● **Work to complete**: Copy the lines from the line containing "target | white window blind" through the end of the records, replacing "instance" with "occurrence" and leaving everything else unchanged.

● **Supplied data**:

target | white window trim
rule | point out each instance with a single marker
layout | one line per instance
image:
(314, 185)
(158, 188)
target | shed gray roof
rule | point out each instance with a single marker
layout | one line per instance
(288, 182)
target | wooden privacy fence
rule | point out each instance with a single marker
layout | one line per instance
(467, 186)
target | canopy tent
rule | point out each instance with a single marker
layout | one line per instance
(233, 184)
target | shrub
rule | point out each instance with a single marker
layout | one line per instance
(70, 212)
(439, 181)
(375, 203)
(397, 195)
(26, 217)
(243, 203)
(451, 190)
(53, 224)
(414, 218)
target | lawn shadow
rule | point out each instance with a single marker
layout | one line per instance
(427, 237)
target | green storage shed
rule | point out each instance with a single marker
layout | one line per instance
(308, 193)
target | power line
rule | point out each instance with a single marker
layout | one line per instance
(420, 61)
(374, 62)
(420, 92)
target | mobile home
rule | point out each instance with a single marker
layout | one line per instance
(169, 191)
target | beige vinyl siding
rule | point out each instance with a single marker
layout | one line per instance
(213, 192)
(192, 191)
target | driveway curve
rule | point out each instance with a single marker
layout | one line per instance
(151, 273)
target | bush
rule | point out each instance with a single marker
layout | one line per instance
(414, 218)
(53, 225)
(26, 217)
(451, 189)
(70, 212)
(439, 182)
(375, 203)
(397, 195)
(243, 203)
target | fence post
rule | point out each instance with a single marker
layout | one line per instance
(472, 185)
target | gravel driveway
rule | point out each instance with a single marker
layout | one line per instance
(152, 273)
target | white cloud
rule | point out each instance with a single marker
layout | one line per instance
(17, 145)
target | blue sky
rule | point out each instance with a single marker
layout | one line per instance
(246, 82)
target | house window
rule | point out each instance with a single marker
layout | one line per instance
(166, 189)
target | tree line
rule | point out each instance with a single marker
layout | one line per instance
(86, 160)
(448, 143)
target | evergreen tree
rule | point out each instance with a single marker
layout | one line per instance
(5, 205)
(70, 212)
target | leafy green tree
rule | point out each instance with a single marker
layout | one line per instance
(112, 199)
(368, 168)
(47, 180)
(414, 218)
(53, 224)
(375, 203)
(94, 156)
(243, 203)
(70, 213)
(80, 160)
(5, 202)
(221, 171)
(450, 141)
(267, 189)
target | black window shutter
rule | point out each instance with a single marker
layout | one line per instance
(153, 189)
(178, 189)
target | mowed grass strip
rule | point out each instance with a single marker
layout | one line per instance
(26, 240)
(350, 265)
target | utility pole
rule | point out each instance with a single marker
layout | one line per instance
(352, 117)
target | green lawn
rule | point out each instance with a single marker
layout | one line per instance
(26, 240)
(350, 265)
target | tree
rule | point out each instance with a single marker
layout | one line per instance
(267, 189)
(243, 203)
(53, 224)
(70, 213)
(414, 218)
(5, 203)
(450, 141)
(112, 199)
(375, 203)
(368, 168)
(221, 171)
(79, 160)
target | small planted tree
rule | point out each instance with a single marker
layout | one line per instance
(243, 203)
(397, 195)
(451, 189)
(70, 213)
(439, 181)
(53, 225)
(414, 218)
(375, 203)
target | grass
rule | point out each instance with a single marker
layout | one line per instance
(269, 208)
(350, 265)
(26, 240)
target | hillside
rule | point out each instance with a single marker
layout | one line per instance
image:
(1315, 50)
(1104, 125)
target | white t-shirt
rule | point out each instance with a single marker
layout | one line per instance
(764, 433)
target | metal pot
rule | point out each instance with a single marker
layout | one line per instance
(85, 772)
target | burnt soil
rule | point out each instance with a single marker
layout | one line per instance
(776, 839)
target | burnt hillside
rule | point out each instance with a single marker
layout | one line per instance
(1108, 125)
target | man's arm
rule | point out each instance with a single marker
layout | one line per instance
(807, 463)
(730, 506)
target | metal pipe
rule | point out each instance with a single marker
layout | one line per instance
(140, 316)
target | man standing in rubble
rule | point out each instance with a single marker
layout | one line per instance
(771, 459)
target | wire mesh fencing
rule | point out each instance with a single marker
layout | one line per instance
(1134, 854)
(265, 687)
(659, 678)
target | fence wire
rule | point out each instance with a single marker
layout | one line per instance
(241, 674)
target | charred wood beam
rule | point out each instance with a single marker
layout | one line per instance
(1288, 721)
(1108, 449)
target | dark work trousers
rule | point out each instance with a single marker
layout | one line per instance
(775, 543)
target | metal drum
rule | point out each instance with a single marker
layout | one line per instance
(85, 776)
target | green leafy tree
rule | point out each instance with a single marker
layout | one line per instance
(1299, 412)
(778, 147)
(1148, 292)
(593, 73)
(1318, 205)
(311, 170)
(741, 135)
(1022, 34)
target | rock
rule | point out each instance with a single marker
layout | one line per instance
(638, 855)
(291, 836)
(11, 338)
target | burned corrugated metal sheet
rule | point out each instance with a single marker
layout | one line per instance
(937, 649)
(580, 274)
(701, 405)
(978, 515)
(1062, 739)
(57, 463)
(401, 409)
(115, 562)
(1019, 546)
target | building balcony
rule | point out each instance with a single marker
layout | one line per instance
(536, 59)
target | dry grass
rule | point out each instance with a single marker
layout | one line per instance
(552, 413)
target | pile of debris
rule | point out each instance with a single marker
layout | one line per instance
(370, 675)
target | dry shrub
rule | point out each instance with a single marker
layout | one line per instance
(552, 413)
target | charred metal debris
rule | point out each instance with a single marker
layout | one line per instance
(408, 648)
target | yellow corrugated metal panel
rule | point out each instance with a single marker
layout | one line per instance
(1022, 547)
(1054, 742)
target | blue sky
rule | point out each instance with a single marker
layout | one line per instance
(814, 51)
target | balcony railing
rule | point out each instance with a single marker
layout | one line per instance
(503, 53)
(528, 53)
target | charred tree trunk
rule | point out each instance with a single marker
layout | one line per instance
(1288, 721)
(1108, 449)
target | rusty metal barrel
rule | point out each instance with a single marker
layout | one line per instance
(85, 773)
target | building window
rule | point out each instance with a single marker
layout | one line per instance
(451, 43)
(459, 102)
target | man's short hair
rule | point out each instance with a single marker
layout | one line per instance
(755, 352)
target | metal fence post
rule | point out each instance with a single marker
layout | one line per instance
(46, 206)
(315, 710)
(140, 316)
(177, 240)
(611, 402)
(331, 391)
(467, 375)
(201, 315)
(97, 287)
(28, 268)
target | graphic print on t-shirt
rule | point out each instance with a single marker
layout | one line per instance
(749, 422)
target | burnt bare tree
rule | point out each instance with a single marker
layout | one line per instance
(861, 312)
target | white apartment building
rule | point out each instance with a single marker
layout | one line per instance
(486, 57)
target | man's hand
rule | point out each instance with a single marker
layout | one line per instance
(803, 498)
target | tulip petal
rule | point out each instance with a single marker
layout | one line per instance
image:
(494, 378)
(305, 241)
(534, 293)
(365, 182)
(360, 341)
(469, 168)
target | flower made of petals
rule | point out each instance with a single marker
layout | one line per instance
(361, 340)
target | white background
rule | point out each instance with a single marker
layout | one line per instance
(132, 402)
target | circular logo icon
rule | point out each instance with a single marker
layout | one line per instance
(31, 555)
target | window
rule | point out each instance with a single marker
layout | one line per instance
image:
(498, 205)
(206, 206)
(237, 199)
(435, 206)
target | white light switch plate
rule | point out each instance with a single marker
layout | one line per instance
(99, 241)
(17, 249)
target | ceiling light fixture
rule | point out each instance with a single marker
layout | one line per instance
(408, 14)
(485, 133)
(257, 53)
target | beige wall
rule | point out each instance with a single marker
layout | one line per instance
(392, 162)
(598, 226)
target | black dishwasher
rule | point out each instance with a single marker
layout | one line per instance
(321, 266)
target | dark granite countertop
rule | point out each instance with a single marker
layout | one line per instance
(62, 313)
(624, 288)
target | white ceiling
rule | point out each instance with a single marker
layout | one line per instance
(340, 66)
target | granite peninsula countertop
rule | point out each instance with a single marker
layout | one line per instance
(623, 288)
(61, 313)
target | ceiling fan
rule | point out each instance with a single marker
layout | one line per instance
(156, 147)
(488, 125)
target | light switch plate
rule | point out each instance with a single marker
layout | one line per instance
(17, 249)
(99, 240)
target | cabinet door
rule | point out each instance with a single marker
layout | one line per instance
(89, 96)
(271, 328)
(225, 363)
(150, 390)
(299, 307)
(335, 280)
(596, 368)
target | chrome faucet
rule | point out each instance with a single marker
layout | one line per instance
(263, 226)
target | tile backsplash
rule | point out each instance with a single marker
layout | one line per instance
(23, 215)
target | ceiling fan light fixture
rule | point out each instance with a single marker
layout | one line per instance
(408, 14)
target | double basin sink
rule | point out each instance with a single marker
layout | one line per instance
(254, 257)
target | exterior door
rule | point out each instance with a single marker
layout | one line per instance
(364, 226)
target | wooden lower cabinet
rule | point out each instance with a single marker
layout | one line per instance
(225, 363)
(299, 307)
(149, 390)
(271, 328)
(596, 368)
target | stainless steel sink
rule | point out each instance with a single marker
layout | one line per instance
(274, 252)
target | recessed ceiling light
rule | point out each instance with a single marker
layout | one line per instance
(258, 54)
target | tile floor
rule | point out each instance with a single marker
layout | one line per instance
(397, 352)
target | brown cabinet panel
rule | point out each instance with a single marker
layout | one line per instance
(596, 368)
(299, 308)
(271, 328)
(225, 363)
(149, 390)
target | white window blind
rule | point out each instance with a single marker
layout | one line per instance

● **Output of the task**:
target | white window blind
rule | point out each occurrence with a single marker
layout | one line per occurrence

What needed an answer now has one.